Exercise directions: Write the material out again exactly as it stands.

Listed records:
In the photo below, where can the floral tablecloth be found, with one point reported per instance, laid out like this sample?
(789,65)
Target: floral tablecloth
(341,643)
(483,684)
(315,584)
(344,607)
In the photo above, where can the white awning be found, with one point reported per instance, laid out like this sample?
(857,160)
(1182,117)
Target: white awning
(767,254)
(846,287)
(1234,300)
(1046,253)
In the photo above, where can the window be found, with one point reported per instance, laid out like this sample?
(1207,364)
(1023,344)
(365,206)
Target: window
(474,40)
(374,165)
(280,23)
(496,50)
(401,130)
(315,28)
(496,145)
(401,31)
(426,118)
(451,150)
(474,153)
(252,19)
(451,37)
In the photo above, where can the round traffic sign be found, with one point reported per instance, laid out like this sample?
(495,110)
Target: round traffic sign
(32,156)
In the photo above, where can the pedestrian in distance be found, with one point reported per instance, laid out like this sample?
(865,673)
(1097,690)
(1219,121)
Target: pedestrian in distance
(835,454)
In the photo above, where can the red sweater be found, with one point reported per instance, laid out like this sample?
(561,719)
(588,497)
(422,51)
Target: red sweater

Response to this task:
In the photo below, where can the floral tablecloth be found, with one point reported per instance, laid out like this sample?
(789,65)
Target: floral tablecloth
(341,643)
(483,684)
(315,584)
(344,607)
In the photo above, where can the white awning be found, with one point reported per instance, laid out like this sample?
(857,160)
(1182,117)
Target: white awning
(767,254)
(846,287)
(1234,300)
(1046,253)
In the photo above, where can the window be found, with one point reported per instance, laid out like this sample?
(1207,364)
(1023,344)
(365,206)
Target: window
(474,40)
(374,165)
(280,23)
(496,50)
(401,130)
(315,28)
(496,145)
(401,31)
(426,118)
(451,150)
(474,153)
(252,19)
(451,37)
In the photo above, where can the round traffic sign be found, with one point reported per instance, laid out like this sample?
(495,110)
Target: round traffic sign
(32,156)
In the photo above, where can the pedestrian in distance be found, with one point reported per instance, laid out like this sample?
(865,673)
(1097,690)
(1219,121)
Target: pedestrian in distance
(835,454)
In the photo above, where can the red sweater be found, with one point reported per instance, laid out like this sample?
(561,719)
(588,497)
(422,51)
Target: red sweater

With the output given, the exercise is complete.